>> start Supplied data

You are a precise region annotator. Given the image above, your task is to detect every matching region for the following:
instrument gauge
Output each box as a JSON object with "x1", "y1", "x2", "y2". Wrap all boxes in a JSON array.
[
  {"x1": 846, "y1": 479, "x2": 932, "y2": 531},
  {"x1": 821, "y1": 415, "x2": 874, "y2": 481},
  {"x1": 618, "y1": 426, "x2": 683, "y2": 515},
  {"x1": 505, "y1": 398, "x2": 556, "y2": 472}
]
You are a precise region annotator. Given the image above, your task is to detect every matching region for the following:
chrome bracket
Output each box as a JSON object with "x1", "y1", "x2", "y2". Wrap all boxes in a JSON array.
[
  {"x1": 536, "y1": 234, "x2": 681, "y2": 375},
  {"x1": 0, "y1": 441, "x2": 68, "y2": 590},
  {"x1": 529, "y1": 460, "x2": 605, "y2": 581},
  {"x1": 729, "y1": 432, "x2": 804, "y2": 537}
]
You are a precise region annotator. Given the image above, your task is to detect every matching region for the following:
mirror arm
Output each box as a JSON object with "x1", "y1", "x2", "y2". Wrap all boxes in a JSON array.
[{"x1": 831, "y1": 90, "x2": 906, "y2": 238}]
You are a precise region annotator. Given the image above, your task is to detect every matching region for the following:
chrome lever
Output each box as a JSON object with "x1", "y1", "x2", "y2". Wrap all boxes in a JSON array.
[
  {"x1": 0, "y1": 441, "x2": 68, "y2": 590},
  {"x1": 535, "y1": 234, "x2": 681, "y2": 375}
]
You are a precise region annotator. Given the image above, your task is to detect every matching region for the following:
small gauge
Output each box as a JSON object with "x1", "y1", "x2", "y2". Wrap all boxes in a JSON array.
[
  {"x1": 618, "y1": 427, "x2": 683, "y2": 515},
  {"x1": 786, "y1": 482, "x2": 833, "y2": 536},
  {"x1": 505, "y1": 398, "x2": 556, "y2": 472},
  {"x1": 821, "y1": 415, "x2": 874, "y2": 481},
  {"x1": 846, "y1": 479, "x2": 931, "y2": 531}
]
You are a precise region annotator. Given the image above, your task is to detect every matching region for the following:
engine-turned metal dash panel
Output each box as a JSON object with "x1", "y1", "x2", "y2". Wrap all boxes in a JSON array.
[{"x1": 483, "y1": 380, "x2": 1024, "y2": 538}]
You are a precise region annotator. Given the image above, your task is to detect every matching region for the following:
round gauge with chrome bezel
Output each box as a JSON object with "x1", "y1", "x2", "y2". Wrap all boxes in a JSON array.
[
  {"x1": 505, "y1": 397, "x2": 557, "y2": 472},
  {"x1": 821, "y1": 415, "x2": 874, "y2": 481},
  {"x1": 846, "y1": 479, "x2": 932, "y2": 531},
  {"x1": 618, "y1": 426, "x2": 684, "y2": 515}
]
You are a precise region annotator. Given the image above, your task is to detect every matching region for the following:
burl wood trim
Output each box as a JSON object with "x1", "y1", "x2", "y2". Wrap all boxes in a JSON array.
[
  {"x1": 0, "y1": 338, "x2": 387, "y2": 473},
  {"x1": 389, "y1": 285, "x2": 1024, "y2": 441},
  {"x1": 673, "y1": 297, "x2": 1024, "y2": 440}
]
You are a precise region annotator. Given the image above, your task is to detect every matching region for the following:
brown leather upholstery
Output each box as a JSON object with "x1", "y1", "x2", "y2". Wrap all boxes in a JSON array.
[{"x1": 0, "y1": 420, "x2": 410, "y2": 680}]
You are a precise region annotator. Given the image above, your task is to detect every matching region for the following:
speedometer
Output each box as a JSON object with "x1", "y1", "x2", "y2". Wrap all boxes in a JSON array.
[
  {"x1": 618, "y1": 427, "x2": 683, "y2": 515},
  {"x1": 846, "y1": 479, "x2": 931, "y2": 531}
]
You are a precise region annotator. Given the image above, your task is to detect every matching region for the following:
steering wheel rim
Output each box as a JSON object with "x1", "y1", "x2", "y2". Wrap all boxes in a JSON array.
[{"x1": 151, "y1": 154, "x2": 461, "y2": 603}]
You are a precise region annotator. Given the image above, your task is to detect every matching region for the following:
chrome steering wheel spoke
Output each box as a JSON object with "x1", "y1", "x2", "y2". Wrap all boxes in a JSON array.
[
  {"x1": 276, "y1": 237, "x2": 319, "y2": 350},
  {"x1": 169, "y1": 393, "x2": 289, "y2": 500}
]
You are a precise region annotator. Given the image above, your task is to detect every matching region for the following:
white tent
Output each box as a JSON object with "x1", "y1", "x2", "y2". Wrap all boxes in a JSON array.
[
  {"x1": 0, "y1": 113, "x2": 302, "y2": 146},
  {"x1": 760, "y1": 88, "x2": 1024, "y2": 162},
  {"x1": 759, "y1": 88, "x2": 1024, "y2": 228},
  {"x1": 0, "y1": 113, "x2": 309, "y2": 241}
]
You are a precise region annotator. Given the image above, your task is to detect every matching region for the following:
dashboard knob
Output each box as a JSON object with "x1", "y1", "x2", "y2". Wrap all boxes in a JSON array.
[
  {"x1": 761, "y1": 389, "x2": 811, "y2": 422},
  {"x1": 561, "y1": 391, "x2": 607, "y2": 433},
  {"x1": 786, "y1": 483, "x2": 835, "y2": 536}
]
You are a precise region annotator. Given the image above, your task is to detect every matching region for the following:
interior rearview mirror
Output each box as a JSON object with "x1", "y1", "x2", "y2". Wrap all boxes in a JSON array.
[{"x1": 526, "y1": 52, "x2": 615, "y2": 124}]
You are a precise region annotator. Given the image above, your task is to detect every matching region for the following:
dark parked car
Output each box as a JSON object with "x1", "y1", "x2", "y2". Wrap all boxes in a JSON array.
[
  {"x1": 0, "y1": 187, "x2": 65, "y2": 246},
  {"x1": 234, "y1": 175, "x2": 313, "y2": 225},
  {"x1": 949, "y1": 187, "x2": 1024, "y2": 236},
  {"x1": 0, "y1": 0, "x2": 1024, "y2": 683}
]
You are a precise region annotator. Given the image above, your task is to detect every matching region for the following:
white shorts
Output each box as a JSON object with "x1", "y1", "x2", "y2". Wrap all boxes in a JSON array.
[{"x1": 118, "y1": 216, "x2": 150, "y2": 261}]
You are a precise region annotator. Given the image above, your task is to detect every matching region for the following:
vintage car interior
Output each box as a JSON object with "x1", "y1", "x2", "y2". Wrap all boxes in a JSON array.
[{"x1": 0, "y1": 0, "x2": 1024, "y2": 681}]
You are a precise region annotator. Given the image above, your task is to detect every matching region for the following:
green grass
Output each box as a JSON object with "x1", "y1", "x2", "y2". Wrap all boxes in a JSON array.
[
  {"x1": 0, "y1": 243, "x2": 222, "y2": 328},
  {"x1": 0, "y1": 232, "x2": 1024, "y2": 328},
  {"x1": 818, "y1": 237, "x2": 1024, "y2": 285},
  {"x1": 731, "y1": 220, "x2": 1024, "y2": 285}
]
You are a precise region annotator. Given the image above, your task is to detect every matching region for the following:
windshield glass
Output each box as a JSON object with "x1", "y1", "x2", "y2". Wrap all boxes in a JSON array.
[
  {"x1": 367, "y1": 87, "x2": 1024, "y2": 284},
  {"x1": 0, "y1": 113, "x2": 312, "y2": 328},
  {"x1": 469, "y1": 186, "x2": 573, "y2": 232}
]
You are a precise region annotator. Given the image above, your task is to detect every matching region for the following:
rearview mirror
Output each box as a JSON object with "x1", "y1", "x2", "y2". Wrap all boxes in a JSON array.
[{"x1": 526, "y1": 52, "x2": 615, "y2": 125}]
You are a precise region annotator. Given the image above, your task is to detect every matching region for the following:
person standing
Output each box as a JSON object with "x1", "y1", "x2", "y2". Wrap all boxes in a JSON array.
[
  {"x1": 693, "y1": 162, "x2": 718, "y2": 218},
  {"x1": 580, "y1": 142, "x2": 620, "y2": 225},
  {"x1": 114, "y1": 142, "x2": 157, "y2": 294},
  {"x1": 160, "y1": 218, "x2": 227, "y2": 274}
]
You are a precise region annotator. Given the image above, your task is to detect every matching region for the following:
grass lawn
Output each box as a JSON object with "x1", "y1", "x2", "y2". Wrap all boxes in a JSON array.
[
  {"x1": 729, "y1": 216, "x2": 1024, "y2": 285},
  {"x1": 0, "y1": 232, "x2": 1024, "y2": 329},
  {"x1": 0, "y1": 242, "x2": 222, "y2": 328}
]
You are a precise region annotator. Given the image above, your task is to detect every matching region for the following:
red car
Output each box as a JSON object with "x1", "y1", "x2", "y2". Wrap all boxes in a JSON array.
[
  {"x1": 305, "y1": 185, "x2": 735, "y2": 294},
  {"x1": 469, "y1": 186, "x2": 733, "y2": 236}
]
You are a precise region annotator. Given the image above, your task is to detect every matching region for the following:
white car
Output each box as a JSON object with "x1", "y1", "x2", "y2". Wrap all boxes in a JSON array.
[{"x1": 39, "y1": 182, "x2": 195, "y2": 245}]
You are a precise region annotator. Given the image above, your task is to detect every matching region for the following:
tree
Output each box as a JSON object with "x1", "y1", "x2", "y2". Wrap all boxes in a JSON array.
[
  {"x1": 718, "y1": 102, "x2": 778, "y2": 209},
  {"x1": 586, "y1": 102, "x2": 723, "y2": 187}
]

>> end Supplied data

** Requirement **
Extract every line from the entries above that contains the string "steering".

** Task result **
steering wheel rim
chrome steering wheel spoke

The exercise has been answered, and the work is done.